§ **Requirements**: Copy out every line of the items below that contains the word "window".

§ **Records for this task**:

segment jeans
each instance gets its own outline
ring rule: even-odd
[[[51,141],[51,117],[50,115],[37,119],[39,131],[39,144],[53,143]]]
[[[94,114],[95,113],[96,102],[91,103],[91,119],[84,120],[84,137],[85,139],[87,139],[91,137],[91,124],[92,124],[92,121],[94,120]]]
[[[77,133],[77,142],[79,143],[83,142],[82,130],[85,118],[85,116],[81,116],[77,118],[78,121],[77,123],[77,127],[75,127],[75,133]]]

* * *

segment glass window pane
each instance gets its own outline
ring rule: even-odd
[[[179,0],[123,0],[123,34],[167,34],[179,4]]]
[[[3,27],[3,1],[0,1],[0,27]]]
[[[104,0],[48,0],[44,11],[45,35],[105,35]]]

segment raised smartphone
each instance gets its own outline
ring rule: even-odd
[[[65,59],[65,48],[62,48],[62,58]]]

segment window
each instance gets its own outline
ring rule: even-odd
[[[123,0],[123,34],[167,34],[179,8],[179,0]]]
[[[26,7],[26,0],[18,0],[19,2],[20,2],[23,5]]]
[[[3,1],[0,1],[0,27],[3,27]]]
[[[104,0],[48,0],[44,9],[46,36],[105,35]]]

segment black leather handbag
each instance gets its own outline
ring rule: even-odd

§ **Correct response**:
segment glass window pane
segment window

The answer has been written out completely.